Every record is to be printed exactly as it appears.

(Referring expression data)
□ □ □ □
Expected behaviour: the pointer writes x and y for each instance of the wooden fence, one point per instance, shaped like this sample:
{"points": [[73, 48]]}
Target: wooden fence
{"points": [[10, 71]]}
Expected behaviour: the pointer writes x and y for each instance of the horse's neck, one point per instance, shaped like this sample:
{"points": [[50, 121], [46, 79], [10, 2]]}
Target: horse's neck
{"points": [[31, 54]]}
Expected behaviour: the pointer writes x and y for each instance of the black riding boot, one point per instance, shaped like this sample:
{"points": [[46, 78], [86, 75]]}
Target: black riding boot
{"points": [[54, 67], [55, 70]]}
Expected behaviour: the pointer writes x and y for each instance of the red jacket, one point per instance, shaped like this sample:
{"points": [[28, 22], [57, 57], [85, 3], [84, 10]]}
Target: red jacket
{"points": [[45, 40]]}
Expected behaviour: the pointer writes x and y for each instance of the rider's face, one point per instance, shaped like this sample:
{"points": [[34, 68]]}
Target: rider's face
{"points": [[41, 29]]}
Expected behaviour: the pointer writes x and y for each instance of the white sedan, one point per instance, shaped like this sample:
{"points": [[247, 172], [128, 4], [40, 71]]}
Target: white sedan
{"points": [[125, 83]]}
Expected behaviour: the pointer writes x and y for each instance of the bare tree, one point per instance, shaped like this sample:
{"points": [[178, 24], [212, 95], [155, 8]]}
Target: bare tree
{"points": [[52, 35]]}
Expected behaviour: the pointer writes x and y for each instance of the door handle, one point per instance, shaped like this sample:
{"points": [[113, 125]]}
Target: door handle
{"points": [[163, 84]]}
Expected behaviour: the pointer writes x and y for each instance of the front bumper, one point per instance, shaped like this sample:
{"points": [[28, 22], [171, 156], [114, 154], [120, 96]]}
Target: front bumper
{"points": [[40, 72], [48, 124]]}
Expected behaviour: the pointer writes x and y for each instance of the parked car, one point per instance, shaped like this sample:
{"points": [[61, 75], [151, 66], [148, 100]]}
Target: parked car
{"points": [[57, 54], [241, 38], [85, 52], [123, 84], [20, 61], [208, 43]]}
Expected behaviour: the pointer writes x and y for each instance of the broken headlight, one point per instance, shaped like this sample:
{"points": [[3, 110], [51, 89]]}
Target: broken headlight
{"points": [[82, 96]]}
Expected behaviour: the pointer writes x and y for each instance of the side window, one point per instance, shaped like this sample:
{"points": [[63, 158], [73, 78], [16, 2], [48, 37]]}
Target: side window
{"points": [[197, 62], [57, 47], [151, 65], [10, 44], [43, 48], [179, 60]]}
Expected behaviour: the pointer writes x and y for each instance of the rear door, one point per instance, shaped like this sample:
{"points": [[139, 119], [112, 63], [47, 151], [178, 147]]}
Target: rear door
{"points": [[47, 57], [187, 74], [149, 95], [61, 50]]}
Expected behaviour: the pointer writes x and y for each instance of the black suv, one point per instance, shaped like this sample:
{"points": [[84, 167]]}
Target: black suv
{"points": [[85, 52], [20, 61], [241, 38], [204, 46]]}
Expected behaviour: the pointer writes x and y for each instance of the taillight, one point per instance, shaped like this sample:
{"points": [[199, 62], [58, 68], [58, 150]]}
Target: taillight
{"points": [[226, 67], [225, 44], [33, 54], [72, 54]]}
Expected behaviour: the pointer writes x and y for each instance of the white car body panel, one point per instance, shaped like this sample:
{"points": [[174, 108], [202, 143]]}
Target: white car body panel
□ □ □ □
SOLUTION TO THIS PROBLEM:
Expected behaviour: the pointer writes x and y for each instance of the wooden fence, one point per instance, shaped like this sample:
{"points": [[73, 48]]}
Target: wooden fence
{"points": [[10, 71]]}
Expected behaviour: the pointer writes x and y for each instance of the horse's neck, one point per instance, shaped like this sample:
{"points": [[50, 121], [46, 79], [10, 2]]}
Target: horse's neck
{"points": [[31, 54]]}
Expected behaviour: the pointer writes x and y for each instance of the black riding boot, one point per instance, shaped like this sample:
{"points": [[46, 78], [86, 75]]}
Target: black riding boot
{"points": [[54, 67], [55, 70]]}
Expected behaviour: the pointer writes x and y for each instance of the red jacket, one point per instance, shaped like this sample:
{"points": [[28, 22], [57, 57], [85, 3], [84, 10]]}
Target: red jacket
{"points": [[45, 40]]}
Expected behaviour: the pointer writes x and y for each instance of the rider's face, one point per instance, shaped like this sample:
{"points": [[34, 68]]}
Target: rider's face
{"points": [[41, 29]]}
Expected behaviour: the pointer writes x and y for each instance of the white sedan, one point per instance, shaped like this sample:
{"points": [[247, 172], [128, 4], [40, 71]]}
Target: white sedan
{"points": [[125, 83]]}
Expected behaviour: the pointer writes x and y for each instance of the bare tree, one point per instance, shaped like this sample:
{"points": [[178, 24], [212, 95], [155, 8]]}
Target: bare tree
{"points": [[52, 35]]}
Expected behaviour: the pointer writes x and y for each instance of the door handle, one point per instance, shaped like this sample:
{"points": [[113, 125]]}
Target: door handle
{"points": [[163, 84]]}
Expected behaviour: the pointer writes x and y for each instance of the front bumper, one point per instance, shaped like this sample:
{"points": [[28, 22], [171, 156], [114, 154], [120, 96]]}
Target: front bumper
{"points": [[40, 72], [48, 124]]}
Expected behaviour: the pointer writes x and y for each instance of the parked car, one point per instance, shaped like this sample:
{"points": [[61, 75], [151, 66], [148, 100]]}
Target: parked car
{"points": [[57, 54], [241, 38], [85, 52], [123, 84], [20, 61], [208, 43]]}
Expected behaviour: the pointer writes x and y for each instance of the broken headlight, one point per instance, shaped like this sample:
{"points": [[3, 110], [51, 89]]}
Target: broken headlight
{"points": [[82, 96]]}
Expected behaviour: the pointer writes x and y for each instance of the side window, one point per instance, shaped like this sample:
{"points": [[63, 158], [73, 78], [16, 2], [48, 37]]}
Target: side window
{"points": [[197, 62], [57, 47], [151, 65], [10, 44], [43, 48], [179, 60]]}
Expected behaviour: the pointer writes x and y for each instance of the rear door, one point per instance, shaped like this sample:
{"points": [[139, 119], [112, 63], [47, 151], [178, 147]]}
Target: rear door
{"points": [[47, 57], [187, 74], [149, 95], [61, 50]]}
Expected behaviour: the pointer writes x and y for each instance of the black suv, one point per instance, shaped like this sample:
{"points": [[84, 167]]}
Target: black suv
{"points": [[85, 52], [20, 61], [241, 38], [204, 46]]}
Expected behaviour: the pointer writes x and y for each instance of the taillight, one point per instance, shaped like this sample:
{"points": [[199, 62], [58, 68], [58, 150]]}
Target: taillight
{"points": [[226, 67], [225, 44], [33, 54], [72, 54]]}
Expected behaviour: the pointer writes x and y for each instance of the white car body panel, one point per instance, shaped like this sample:
{"points": [[174, 108], [202, 143]]}
Target: white car body panel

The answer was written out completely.